Problem statement: Copy the rows below with every "innermost point" changed to "central point", leaving everything else untouched.

----------

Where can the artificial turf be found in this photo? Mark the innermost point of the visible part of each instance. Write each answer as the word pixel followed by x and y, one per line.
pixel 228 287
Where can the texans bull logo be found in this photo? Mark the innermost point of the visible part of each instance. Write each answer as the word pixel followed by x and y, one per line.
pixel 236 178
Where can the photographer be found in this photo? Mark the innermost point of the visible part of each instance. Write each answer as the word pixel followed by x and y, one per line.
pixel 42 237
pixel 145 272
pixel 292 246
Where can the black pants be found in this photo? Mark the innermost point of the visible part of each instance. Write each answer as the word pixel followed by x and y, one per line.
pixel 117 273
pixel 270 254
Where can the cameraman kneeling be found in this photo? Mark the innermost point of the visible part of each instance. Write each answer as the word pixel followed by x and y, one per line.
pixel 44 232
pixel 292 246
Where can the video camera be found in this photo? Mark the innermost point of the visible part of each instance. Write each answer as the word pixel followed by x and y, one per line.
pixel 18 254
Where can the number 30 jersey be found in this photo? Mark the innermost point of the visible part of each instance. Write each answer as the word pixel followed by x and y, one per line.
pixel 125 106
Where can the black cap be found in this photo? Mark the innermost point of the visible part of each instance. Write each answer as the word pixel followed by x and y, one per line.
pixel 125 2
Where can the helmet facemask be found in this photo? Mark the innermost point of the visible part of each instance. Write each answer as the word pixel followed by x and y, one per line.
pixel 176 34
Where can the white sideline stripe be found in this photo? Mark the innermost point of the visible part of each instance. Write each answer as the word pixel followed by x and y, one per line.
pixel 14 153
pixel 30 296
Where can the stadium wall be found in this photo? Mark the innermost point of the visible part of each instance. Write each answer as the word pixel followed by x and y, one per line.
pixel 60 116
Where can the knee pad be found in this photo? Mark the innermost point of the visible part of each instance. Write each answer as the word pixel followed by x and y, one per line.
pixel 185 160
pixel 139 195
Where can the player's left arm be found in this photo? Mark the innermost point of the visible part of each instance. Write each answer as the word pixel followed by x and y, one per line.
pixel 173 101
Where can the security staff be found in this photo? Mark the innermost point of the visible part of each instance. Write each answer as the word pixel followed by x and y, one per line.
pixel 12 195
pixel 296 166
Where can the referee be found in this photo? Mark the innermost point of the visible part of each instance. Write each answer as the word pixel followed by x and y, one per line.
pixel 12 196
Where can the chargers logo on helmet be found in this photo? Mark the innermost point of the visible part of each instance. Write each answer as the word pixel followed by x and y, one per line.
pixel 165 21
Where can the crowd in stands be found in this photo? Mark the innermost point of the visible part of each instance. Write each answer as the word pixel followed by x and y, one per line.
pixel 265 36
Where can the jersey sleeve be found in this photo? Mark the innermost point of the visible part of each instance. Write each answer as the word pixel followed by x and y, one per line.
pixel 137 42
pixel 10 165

----------

Response for this exercise:
Where can the artificial turf be found in this photo? Mark the central point of the visible part of each instance. Write each answer as the word pixel followed by x and y, one per line.
pixel 228 287
Where can the texans bull logo be found in this photo? Mark the central point of the visible part of each instance. Write each answer as the word pixel followed by x and y, one per line.
pixel 236 178
Where can the photographer be found in this photo? Mark the central point of the visible part of each instance. Write each answer as the word pixel followed by x and y, one per line.
pixel 42 237
pixel 145 272
pixel 292 246
Where can the black pants be found in this photo? Mark the central point of the visible part of each instance. Write each answer as the word pixel followed by x and y, one per line.
pixel 117 273
pixel 270 254
Where can the cameraman kneeling be found in this photo? Mark the central point of the visible part of each instance. Write each answer as the word pixel followed by x and y, one per line.
pixel 44 232
pixel 292 246
Where can the video camera be found in this photo? Mark the central point of the visible part of each instance. Write each answer as the word pixel followed by x and y, one per line.
pixel 18 254
Where can the number 30 jersey be found in this photo? Mark the central point of the visible part of each instance. Write each answer as the word pixel followed by x and y, one per line.
pixel 125 106
Where can the black cap be found in this photo? Mark the central point of the visible part of each instance. Write each answer as the word pixel followed by x and y, one per line.
pixel 125 2
Where can the helmet facemask be found in this photo? Mark the central point of the visible part of each instance. Write each answer as the word pixel followed by x and y, one per line.
pixel 176 34
Where can the white sideline stripe be found in this photo? Mark the central point of the visible part of each instance. Write each answer as the word pixel followed by x and y, one per line.
pixel 14 153
pixel 30 296
Where can the stadium wall be found in this photo? Mark the central point of the visible part of each instance. Write each answer as the word pixel followed by x and y, one per line.
pixel 60 116
Where can the knee pad be found in this photo? Mark the central point of the visible part of each instance. Write each answer as the word pixel followed by x and y, one per line.
pixel 185 160
pixel 139 195
Where can the player's left arm be found in this photo? Mark the central point of the visible part of each instance. Write each answer as the word pixel followed by x and y, one per line.
pixel 173 101
Where can the security staff be found in this photo? Mark the central point of the visible part of each instance. Write each answer as the word pixel followed by x and y, one per line.
pixel 12 195
pixel 296 166
Where can the referee be found in this photo? Mark the central point of the visible part of each instance. Write each answer as the word pixel followed by x and y, one per line.
pixel 12 196
Where can the chargers logo on helmet be found in this photo? Mark the central point of the visible part of each instance. Write each answer as the word pixel followed by x and y, one per line.
pixel 165 21
Where can the crowd in stands be found in this photo? Mark the central point of the visible part of each instance. Write each answer as the word pixel followed by x and y, one per line.
pixel 265 36
Where can the jersey sleeve be found in this photo? Mark the central point of the visible part of each instance. Write each answer as the word pixel followed by x and y, one per line.
pixel 137 42
pixel 10 165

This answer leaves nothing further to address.